Thomas, Davis, Scott, Muphy, Barnes are in.

UNT misses 3 pointer, Murphy rebounds.

Foul on Murphy as he rebounds a missed UNT shot.


----------



## LoudNProud

ISU in a 2-3 zone. UNT scores on a turnaround jumper, Murphy fouls.

UNT makes the FT. 39-32 Sycamores. 16:15 left


----------



## LoudNProud

Murphy misses a hook, UNT scores on a runner. 39-34 Sycamores. 

BS makes a floater. 41-34 Sycamores.


----------



## SycamoreStateofMind

J

Freaking

B


----------



## LoudNProud

Murphy blocks a shot, Barnes makes another 3. 44-34 Sycamores.

Davis grabs a rebound. Scott misses a 3


----------



## SycamoreStateofMind

Thought JB had a pretty poor first half.

He’s been very tough this half. No turnovers and making some tough shots.


----------



## BrokerZ

Jason Svoboda said:


> Tell them to join the site.



I’m on it. I’m the loudest person here by far so I’m already making a name for myself.


----------



## SycamoreStateofMind

LoudNProud said:


> Murphy blocks a shot, Barnes makes another 3. 44-34 Sycamores.
> 
> Davis grabs a rebound. Scott misses a 3



Good on you for the updates!!! Im watching but many are not.


----------



## LoudNProud

UNT makes a 3 (Smart) 44-37 Sycamores

Thomas misses a turnaround on the baseline, UNT rebounds. 
Foul on UNT (over the back) as they throw it up at our end. 13:16 left.


----------



## SycamoreStateofMind

BrokerZ said:


> I’m on it. I’m the loudest person here by far so I’m already making a name for myself.

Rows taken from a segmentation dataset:
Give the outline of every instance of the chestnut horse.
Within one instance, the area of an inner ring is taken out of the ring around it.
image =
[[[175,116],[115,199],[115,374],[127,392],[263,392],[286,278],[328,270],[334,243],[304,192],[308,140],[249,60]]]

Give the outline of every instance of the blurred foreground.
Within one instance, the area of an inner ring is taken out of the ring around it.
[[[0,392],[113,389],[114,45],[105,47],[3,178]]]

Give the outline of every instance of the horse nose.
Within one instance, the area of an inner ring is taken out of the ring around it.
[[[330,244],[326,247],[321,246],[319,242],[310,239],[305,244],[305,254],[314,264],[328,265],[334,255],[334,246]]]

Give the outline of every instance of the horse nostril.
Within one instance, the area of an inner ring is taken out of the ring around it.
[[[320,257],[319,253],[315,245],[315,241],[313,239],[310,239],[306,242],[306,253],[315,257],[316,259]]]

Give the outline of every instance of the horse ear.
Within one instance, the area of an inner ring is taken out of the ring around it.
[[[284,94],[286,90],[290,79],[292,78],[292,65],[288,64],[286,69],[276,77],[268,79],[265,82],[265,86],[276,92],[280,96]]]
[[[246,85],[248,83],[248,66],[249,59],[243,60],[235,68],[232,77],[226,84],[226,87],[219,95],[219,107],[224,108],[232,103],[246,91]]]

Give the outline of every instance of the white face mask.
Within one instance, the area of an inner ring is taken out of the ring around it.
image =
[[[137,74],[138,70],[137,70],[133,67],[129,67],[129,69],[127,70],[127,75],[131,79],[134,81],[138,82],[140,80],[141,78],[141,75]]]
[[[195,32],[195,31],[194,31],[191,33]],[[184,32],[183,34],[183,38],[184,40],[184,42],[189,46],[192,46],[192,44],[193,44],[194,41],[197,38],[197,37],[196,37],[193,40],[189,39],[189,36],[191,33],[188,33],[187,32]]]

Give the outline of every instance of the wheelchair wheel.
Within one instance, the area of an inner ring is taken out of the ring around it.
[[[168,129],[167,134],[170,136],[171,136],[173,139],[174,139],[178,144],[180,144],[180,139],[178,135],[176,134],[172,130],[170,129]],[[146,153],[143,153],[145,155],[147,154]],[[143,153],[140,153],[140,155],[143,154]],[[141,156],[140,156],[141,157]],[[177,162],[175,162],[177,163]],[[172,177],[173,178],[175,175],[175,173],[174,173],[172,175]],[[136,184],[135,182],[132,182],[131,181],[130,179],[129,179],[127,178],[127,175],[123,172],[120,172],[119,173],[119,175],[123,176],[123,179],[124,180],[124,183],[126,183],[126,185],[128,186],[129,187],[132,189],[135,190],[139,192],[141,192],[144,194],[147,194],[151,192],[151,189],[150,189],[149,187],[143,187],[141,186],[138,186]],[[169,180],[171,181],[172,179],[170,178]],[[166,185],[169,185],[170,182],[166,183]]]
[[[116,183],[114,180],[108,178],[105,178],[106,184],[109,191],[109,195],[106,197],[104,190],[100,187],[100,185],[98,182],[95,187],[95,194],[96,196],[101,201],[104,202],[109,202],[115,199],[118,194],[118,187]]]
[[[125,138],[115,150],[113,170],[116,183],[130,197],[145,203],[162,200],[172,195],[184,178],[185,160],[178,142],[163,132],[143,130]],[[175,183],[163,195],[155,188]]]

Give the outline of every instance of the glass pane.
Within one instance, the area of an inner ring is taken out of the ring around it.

Task directions: Pick up the basketball game thread after its last line and continue it.

Exercise output:
Act your age...


----------



## LoudNProud

Rickman misses a layup, UNT rebounds. 

Rickman fouls on a drive. UNT makes both. 44-38 Sycamores.


----------



## LoudNProud

Scott misses a jumper, UNT rebounds. Rickman called for a goaltending. 44-40 Sycamores. 11:46 left.


----------



## Jason Svoboda

SycamoreStateofMind said:


> Act your age...



He's just trying to keep your spirit alive on the road.


----------



## SycamoreStateofMind

Rickman. Brutal


----------



## BrokerZ

SycamoreStateofMind said:


> Act your age...



Trust me - it’s not taking much to be th loudest.


----------



## SycamoreStateofMind

Jason Svoboda said:


> He's just trying to keep your spirit alive on the road.



No.

Idea.

What.

Your.

Talking.

About.


----------



## LoudNProud

Kessinger makes 10 ft. floater. 46-40 Sycamores.

Foul called on BS. Sounds like it was a hard foul, though unintentional? (Hard to know for sure just from the radio)


----------



## LoudNProud

UNT travels. Murphy tries to get to the rim and doesn't, but is fouled. FTs coming.


----------



## SycamoreStateofMind

LoudNProud said:


> Kessinger makes 10 ft. floater. 46-40 Sycamores.
> 
> Foul called on BS. Sounds like it was a hard foul, though unintentional? (Hard to know for sure just from the radio)



It was not. Just a foul.


----------



## LoudNProud

Murphy misses 1st FT and 2nd FT. 

UNT scores. 46-42 Sycamores. 10:10 left.


----------



## LoudNProud

Scott misses a 3, UNT rebounds. UNT drives, they miss. Key rebounds and takes it coast to coast for a layup. 48-42 Sycamores.


----------



## SycamoreStateofMind

Key coast to coast layup. 

Scott playing very hard but not making any shots at all. He’s playing within himself just not hitting his shots.


----------



## Jason Svoboda

Loyola up 5 on #5 Florida with 10 minutes to play.


----------



## LoudNProud

UNT misses a 3, Davis rebounds. 

Davis Dunks it off a Barnes Assist. 50-42. UNT takes a timeout.


----------



## SycamoreStateofMind

Good... naaa great one hand pass from Barnes to back cutting Davis for an easy dunk.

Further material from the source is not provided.